# [THE TASK]
Please edit the lines from the one containing "every man's black" up to and including the one containing "left=51, top=151, right=294, bottom=648", replacing "black suit jacket" with "navy blazer" and keeping all else the same. Return only those lines.

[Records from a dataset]
════════

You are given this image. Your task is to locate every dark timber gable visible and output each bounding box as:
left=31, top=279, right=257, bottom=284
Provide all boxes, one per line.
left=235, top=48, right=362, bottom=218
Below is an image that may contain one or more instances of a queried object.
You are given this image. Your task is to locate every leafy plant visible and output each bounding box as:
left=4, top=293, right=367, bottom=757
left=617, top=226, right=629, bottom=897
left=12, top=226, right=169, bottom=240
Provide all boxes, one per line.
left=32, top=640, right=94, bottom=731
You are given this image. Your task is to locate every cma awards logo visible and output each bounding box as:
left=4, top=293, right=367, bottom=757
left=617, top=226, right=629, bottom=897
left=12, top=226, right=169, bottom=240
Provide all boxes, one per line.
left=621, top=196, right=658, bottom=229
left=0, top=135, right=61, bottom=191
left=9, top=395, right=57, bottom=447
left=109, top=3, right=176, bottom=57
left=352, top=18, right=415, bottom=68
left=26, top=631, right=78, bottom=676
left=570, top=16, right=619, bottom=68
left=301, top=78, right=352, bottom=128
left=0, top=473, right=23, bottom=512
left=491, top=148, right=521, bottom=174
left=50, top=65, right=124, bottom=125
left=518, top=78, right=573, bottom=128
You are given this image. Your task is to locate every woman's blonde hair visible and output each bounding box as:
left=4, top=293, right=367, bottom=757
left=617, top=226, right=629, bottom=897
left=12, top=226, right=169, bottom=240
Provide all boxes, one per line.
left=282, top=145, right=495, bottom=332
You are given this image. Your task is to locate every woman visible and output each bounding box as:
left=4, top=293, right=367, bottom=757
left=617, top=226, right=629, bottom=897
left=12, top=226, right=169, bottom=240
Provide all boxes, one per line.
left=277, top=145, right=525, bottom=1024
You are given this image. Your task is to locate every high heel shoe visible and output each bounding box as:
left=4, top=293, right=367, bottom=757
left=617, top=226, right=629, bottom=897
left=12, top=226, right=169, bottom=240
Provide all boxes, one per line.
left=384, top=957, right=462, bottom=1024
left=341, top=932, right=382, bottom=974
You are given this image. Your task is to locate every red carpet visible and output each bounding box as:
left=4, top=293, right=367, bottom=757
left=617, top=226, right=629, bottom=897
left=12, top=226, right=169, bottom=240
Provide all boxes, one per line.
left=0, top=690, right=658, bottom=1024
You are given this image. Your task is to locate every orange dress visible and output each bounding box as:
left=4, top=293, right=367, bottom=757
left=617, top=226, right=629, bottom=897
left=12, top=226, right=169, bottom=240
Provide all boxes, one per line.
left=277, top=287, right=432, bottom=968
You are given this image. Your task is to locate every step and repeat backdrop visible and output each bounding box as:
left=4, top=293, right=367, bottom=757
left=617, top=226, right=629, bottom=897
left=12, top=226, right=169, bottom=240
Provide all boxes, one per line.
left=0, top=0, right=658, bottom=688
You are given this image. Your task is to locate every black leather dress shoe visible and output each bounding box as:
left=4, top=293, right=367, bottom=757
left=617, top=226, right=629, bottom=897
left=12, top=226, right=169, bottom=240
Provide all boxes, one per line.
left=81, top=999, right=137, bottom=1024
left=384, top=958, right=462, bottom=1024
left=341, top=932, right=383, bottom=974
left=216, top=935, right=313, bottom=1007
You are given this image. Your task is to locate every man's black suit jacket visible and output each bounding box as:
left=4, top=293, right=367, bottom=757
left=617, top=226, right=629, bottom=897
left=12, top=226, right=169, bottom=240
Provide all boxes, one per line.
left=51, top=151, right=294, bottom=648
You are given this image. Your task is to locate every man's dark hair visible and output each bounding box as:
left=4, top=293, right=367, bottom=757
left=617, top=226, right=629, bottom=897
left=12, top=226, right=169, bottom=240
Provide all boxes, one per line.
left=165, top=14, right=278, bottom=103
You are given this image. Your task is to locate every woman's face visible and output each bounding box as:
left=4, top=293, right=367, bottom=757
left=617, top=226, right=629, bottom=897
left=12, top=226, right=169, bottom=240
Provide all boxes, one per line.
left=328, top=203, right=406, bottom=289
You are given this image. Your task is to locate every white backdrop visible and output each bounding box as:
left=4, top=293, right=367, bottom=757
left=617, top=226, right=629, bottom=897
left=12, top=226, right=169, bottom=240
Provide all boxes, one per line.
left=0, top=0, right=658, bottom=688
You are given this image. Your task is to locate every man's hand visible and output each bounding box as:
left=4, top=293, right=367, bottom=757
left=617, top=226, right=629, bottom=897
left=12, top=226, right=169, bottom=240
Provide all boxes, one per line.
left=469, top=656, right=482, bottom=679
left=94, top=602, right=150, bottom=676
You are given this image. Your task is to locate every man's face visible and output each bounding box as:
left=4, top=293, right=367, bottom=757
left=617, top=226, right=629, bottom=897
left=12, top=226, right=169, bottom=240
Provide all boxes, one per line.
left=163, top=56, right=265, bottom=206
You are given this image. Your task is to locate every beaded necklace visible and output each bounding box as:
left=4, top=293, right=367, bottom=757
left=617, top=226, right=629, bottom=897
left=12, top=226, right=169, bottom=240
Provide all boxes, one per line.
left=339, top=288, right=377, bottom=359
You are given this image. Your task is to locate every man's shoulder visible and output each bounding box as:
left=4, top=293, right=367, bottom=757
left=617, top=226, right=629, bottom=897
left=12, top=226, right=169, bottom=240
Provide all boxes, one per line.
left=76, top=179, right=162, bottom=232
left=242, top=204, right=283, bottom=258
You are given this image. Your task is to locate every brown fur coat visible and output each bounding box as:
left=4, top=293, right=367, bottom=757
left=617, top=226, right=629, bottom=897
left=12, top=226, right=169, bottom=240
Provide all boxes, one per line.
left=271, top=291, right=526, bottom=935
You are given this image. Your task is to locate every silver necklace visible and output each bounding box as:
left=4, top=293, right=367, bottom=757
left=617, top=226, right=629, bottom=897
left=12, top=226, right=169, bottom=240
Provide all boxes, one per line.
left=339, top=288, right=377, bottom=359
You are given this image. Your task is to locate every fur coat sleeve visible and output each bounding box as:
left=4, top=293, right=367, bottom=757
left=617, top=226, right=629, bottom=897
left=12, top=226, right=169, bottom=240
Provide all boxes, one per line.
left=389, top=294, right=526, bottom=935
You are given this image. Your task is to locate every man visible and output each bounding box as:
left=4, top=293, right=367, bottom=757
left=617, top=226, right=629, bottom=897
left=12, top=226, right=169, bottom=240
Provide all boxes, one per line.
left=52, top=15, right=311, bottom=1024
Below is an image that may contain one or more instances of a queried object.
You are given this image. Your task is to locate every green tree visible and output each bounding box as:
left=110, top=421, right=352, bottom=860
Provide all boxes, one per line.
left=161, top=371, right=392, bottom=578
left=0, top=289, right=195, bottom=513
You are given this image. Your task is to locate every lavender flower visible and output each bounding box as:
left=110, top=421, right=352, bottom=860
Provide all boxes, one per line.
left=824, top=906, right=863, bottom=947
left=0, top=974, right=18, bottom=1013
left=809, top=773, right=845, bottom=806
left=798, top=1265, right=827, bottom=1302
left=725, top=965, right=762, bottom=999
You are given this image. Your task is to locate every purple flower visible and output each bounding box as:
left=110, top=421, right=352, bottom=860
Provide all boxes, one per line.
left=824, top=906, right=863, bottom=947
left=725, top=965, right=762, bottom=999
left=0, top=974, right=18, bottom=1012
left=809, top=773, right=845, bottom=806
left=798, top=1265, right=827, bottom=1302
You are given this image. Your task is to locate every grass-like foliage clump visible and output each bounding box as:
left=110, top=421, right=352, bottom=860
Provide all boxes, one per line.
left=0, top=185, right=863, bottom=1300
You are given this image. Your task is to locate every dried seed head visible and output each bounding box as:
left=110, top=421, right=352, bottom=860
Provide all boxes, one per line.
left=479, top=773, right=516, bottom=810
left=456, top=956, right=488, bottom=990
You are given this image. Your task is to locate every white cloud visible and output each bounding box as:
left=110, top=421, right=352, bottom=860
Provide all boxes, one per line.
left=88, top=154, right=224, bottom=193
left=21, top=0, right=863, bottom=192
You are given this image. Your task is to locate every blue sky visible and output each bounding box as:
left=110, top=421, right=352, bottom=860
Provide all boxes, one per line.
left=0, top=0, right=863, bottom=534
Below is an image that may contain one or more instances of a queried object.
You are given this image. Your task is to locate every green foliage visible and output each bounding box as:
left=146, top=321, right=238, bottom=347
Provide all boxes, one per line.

════════

# [COMPLETE ANSWER]
You are given this image. Your task is to locate every man's navy blazer visible and output each bounding box as:
left=4, top=293, right=367, bottom=757
left=617, top=226, right=629, bottom=897
left=12, top=226, right=169, bottom=240
Provide all boxes, one per line.
left=51, top=151, right=294, bottom=648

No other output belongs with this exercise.